__Short exercise__
Include in the output the line containing "locate: wooden dining" and each subsequent line of the records, through the end, transcribed exactly. Add nothing else.

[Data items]
::::

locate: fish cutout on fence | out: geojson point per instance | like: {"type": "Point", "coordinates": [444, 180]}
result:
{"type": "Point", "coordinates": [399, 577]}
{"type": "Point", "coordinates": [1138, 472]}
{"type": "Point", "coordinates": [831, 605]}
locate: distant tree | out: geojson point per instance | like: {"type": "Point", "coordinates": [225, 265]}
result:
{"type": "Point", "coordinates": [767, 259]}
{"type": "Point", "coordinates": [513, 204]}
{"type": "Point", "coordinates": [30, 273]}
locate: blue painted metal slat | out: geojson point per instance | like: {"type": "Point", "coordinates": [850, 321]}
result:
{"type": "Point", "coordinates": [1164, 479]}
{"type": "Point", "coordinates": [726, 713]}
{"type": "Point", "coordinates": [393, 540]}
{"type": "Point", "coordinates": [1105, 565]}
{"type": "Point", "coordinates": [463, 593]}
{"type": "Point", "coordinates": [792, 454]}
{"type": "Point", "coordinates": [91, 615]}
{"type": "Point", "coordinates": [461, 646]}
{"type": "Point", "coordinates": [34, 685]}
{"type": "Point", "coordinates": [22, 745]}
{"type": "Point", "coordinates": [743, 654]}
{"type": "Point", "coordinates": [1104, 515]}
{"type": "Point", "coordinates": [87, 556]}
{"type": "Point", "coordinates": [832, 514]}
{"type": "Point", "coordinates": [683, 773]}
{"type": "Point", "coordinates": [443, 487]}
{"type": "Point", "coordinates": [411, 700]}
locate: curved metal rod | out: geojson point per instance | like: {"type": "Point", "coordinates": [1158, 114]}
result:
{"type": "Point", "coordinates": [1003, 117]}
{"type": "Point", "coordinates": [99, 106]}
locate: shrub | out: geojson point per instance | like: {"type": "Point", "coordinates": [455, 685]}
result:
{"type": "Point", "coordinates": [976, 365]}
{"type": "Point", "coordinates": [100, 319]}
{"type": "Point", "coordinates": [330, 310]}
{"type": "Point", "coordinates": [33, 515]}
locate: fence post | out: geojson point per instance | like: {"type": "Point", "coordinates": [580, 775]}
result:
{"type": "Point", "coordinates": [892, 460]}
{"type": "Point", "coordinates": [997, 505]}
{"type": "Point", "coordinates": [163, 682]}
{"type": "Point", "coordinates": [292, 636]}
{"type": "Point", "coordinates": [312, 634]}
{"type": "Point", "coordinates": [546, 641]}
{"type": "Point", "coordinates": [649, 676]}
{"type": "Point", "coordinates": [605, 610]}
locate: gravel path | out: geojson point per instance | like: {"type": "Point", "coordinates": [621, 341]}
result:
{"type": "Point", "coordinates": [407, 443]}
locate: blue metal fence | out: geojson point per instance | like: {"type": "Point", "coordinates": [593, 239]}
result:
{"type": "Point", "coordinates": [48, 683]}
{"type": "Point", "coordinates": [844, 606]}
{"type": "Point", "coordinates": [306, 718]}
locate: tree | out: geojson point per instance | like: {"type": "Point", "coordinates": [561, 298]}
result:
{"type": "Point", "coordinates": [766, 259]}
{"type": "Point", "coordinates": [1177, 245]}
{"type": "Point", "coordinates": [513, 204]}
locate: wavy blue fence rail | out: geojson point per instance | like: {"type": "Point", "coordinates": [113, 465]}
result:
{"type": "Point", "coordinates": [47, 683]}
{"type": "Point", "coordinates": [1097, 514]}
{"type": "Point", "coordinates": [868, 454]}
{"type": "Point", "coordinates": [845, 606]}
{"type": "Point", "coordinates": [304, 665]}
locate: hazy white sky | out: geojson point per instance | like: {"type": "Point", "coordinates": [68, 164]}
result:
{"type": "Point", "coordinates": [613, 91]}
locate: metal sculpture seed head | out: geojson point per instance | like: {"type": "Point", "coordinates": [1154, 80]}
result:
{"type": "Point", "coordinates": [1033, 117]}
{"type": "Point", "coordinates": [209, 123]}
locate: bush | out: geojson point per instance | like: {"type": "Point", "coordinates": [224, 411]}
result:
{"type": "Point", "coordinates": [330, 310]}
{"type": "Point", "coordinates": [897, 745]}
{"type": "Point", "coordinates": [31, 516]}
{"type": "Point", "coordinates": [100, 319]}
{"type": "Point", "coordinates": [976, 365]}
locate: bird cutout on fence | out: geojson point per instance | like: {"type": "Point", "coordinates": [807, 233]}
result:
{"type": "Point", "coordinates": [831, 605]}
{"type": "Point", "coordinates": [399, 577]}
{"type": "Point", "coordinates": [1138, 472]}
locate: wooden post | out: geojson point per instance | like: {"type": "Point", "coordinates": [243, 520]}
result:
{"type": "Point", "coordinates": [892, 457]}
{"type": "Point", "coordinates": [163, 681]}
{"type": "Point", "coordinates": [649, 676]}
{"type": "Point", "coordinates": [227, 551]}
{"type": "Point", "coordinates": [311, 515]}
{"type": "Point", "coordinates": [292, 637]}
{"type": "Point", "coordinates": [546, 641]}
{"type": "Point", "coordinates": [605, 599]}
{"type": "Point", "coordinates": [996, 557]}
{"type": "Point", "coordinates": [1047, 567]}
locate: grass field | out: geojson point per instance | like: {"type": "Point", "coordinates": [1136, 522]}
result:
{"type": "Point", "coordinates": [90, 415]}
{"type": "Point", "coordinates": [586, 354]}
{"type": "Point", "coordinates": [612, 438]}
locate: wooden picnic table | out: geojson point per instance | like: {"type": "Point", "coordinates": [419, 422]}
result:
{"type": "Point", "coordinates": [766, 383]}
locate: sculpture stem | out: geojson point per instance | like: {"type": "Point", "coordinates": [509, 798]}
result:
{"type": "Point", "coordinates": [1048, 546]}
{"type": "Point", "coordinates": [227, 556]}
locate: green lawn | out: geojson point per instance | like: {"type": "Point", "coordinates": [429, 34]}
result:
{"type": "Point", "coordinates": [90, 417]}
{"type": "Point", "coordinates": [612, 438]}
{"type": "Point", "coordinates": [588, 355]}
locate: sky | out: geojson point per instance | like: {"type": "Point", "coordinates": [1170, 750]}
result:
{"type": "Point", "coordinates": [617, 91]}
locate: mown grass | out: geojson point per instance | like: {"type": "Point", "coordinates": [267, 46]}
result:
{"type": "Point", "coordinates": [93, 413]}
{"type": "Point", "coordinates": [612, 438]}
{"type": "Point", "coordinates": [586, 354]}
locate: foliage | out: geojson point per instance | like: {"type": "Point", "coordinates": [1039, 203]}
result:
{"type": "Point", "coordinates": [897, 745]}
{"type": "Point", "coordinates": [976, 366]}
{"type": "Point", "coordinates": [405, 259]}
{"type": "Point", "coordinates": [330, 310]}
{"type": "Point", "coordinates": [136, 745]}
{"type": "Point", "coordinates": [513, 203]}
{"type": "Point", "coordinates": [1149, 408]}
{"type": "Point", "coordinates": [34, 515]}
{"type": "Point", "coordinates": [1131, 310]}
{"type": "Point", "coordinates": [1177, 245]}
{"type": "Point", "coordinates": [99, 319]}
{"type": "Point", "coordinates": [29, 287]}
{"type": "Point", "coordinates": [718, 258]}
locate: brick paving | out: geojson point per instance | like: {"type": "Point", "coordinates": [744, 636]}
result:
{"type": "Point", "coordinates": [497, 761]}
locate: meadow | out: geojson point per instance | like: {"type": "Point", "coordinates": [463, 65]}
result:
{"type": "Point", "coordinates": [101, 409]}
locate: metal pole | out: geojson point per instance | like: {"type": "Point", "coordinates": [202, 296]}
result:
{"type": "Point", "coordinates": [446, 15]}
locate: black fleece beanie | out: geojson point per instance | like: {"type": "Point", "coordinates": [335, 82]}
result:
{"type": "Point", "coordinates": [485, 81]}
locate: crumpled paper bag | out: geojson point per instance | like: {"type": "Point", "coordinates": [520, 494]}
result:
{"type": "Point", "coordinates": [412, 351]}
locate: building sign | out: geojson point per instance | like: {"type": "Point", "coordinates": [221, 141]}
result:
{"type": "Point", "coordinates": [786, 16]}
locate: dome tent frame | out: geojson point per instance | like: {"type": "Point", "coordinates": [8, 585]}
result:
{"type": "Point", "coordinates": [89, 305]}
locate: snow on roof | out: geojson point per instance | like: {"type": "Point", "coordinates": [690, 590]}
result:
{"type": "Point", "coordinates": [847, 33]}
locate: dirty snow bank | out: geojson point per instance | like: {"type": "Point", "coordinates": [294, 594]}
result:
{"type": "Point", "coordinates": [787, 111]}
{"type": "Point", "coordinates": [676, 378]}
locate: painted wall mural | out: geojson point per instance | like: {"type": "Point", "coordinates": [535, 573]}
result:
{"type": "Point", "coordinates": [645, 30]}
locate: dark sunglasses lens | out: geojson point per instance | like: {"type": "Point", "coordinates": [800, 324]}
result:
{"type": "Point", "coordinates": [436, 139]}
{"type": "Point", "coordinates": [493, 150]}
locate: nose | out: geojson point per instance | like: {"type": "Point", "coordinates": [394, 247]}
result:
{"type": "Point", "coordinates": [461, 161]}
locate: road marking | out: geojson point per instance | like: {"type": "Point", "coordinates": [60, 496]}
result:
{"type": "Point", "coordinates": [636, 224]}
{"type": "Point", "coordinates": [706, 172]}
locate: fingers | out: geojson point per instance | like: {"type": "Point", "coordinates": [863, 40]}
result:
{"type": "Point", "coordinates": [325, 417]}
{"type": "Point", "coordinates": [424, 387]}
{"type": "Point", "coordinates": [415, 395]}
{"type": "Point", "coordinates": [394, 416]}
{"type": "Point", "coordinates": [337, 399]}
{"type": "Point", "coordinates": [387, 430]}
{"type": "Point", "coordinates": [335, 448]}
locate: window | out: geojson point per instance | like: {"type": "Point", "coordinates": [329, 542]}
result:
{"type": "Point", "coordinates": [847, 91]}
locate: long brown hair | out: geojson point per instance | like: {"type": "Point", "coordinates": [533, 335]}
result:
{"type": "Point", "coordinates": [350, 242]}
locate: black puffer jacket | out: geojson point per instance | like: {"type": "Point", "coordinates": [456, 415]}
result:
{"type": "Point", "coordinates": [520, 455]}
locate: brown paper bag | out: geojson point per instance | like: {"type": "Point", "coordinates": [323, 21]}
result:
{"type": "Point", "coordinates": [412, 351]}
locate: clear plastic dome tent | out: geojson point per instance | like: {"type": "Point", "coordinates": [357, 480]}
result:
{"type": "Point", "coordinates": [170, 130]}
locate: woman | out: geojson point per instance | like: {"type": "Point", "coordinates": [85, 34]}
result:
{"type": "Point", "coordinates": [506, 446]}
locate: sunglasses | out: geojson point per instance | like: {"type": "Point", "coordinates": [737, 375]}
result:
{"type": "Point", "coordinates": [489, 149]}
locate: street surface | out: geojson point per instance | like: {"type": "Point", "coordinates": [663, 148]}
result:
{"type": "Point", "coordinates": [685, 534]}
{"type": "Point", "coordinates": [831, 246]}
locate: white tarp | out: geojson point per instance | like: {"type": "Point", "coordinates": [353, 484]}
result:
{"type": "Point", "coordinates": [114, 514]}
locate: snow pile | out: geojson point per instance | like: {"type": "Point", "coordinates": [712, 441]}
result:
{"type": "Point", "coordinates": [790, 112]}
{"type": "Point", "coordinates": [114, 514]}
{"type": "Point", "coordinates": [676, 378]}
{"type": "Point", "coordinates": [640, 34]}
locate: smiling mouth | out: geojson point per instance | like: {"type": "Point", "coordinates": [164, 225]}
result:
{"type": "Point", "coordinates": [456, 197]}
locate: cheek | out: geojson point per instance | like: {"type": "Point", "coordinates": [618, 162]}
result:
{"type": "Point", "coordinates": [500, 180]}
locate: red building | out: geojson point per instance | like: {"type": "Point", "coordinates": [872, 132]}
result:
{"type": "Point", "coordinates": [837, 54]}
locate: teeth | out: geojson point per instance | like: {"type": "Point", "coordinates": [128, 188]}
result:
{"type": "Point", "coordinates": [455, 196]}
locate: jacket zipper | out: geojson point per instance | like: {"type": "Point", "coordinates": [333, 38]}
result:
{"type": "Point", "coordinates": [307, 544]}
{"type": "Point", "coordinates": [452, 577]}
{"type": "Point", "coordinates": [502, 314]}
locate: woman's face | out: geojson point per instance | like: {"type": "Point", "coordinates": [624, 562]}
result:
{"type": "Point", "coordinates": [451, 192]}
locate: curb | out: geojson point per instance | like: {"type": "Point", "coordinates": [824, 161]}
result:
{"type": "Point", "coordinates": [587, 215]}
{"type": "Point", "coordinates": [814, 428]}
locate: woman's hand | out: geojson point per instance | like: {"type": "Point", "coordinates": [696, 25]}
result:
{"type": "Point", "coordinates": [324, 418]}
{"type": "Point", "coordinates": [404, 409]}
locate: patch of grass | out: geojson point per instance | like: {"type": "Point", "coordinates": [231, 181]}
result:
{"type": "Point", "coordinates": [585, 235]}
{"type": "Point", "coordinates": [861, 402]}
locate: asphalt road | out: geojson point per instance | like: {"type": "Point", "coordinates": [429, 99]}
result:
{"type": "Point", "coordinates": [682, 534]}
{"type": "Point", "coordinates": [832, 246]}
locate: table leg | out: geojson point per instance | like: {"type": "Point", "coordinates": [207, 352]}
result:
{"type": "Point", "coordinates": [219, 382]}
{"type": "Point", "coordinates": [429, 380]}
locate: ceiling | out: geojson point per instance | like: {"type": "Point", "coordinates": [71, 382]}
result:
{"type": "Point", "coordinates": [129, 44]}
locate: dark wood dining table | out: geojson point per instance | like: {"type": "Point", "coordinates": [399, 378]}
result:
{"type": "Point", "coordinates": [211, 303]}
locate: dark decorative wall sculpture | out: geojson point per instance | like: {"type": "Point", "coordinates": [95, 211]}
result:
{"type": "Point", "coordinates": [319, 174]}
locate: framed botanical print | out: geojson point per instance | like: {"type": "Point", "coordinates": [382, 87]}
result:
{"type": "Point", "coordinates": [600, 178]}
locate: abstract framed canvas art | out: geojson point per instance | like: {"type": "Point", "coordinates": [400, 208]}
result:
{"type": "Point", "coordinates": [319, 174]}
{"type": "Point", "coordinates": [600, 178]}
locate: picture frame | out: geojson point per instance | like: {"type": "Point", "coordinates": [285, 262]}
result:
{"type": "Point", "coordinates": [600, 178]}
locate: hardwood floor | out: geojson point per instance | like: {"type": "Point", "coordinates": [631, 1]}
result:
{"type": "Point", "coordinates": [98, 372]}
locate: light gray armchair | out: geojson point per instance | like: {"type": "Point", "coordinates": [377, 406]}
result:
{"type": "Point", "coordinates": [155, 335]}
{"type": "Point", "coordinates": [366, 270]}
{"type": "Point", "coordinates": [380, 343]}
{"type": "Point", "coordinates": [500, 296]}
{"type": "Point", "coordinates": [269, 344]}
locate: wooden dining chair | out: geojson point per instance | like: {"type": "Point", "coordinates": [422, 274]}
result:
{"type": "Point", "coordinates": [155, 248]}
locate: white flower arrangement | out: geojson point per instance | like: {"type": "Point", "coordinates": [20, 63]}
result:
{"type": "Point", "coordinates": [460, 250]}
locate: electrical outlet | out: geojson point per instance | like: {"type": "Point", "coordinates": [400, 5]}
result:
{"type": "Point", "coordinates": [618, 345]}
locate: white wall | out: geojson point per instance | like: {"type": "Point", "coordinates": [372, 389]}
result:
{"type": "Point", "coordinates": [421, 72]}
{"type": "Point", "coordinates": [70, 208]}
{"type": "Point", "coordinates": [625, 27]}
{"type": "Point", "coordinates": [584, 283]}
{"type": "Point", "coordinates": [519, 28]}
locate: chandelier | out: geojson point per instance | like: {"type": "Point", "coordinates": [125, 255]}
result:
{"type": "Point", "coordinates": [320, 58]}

::::

__Completed task__
locate: wooden dining chair | out: geojson point per instance | like: {"type": "Point", "coordinates": [422, 274]}
result:
{"type": "Point", "coordinates": [155, 248]}
locate: white flower arrangement | out: geojson point per instance | like: {"type": "Point", "coordinates": [20, 63]}
result:
{"type": "Point", "coordinates": [460, 250]}
locate: electrical outlet | out: geojson point per instance | like: {"type": "Point", "coordinates": [400, 5]}
result:
{"type": "Point", "coordinates": [618, 345]}
locate: white wall | out: geojson point per instance | like: {"type": "Point", "coordinates": [372, 389]}
result:
{"type": "Point", "coordinates": [421, 72]}
{"type": "Point", "coordinates": [70, 208]}
{"type": "Point", "coordinates": [625, 27]}
{"type": "Point", "coordinates": [584, 283]}
{"type": "Point", "coordinates": [519, 28]}
locate: chandelier | out: geojson point per instance | like: {"type": "Point", "coordinates": [125, 255]}
result:
{"type": "Point", "coordinates": [320, 58]}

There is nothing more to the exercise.